Georganne Apparel, Inc. v. Todd, 1563

Decision Date10 September 1990
Docket NumberNo. 1563,1563
Citation399 S.E.2d 16,303 S.C. 87
CourtSouth Carolina Court of Appeals
PartiesGEORGANNE APPAREL, INC., Appellant, v. George Mack TODD, Shirley Todd, Lake City Manufacturing Company, Inc., Georganne Ltd., Travis Matthews, Dal Felkel and Associates, and Anderson State Bank, Respondents. . Heard

J. Edward Bell, III of Bell & Bagley, Sumter, for appellant.

Finley B. Clarke of Clarke & Johnson, Florence, Susan Taylor Wall and Warren Ariail of Holmes & Thompson, Charleston, Charles E. Godwin, Lake City and Duvall W. Spruill, Columbia, for respondents.

PER CURIAM:

On January 31, 1986 Georganne Apparel, Inc., Plaintiff-Appellant filed its initial complaint against Defendants-Respondents, George Mack Todd, Shirley Todd, Lake City Manufacturing Company, Inc., Georganne Ltd., Travis Matthews, and Dal Felkel and Associates (and others no longer involved in this case) alleging conversion, unfair trade practices, breach of fiduciary duty and professional malpractice. On November 30, 1988 the court, speaking through Judge Carol Connor, acting on defense motions, dismissed all causes of action with prejudice. Plaintiff appeals; we affirm.

# PROVIDED DATA
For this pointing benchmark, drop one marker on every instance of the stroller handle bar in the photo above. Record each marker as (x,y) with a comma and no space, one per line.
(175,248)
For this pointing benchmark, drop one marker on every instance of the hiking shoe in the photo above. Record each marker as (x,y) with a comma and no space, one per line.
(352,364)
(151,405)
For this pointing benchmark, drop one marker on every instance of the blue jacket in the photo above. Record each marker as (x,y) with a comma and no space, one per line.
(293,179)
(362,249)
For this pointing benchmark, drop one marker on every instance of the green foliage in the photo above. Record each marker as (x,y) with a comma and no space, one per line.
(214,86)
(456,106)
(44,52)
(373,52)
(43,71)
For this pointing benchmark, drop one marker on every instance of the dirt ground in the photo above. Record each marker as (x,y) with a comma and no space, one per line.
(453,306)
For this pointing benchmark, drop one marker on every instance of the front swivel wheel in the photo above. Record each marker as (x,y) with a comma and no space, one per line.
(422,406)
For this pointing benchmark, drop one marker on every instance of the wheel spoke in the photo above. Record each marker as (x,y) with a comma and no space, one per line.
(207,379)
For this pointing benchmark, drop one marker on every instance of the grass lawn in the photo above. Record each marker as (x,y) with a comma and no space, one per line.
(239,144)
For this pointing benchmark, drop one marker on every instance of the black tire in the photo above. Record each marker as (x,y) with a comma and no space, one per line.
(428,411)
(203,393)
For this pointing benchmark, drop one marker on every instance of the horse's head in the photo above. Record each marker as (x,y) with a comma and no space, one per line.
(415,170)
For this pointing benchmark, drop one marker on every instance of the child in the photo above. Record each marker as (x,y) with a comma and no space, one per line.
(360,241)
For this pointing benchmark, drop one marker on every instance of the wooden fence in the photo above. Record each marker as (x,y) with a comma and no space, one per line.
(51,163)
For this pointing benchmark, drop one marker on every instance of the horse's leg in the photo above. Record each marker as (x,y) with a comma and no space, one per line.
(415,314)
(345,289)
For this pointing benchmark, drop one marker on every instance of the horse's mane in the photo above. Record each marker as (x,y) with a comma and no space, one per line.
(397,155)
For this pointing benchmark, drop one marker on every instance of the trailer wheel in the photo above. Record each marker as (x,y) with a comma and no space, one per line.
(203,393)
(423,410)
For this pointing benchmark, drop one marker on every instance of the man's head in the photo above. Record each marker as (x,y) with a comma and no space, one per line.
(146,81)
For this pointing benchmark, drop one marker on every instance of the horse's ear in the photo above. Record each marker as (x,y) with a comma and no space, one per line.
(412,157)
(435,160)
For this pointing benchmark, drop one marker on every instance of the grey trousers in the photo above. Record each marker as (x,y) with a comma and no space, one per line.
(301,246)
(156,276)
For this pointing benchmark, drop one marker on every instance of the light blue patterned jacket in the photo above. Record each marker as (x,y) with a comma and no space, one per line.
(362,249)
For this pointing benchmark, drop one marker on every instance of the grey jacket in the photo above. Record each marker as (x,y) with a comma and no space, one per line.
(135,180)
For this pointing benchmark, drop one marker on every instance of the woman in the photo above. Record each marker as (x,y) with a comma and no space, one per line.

# WHAT TO WORK ON
1. Summarize the Georganne Apparel court opinion in two sentences.
2. Rewrite the Georganne Apparel court opinion from "On January 31, 1986" to "appeals; we affirm.", putting "fraud" in place of "conversion".
3. Write the next part of the Georganne Apparel court opinion, picking up after its last sentence.

# RESPONSES
1. On January 31, 1986, Georganne Apparel, Inc. filed a complaint against George Mack Todd, Shirley Todd, Lake City Manufacturing Company, Inc., Georganne Ltd., Travis Matthews, and Dal Felkel and Associates, alleging conversion, unfair trade practices, breach of fiduciary duty and professional malpractice. On November 30, 1988, Judge Carol Connor, acting on defense motions, dismissed all causes of action with prejudice, and the South Carolina Court of Appeals affirmed that dismissal on appeal.

2.
On January 31, 1986 Georganne Apparel, Inc., Plaintiff-Appellant filed its initial complaint against Defendants-Respondents, George Mack Todd, Shirley Todd, Lake City Manufacturing Company, Inc., Georganne Ltd., Travis Matthews, and Dal Felkel and Associates (and others no longer involved in this case) alleging fraud, unfair trade practices, breach of fiduciary duty and professional malpractice. On November 30, 1988 the court, speaking through Judge Carol Connor, acting on defense motions, dismissed all causes of action with prejudice. Plaintiff appeals; we affirm.

3.
A detailed history of the litigation and the delays incident thereto is necessary for an understanding of the court's dismissal.

In September 1986 the trial court, at Plaintiff's request, struck the case from the trial roster pursuant to SCRCP, Rule 40(c)(3). In September 1987 the trial court, at Plaintiff's request, restored the case to the trial roster. On February 22, 1988 Plaintiff along with Matthews and Dal Felkel (referred to as "Accountants") entered into a consent order whereby Plaintiff agreed to limit its claim against the Accountants to professional negligence only.

On May 16, 1988 the trial court, upon a motion by Accountants, issued an order precluding Plaintiff from calling its designated accounting expert as a witness because Plaintiff had failed to cooperate with Accountants in setting up a deposition of the expert witness.

In an order of May 20, 1988, more than two years after the original complaint, the trial court (Judge Waller) granted Plaintiff's motion to dismiss the case without prejudice pursuant to SCRCP Rule 41(a)(2) on the conditions:

(1) That it pay certain costs to each Defendant before refiling this action, and

(2) That it limit the refiled action to only those causes of action "as currently set forth in plaintiff's complaint ... as further limited by the Consent Order dated February 22, 1988...."

On September 15, 1988, Plaintiff filed a new complaint which named Anderson State Bank as a Defendant in addition to the Defendants in the original complaint, and which added causes of action for fraud and unfair trade practices, conversion, breach of fiduciary duty, professional negligence and negligence, thereby violating Judge Waller's order.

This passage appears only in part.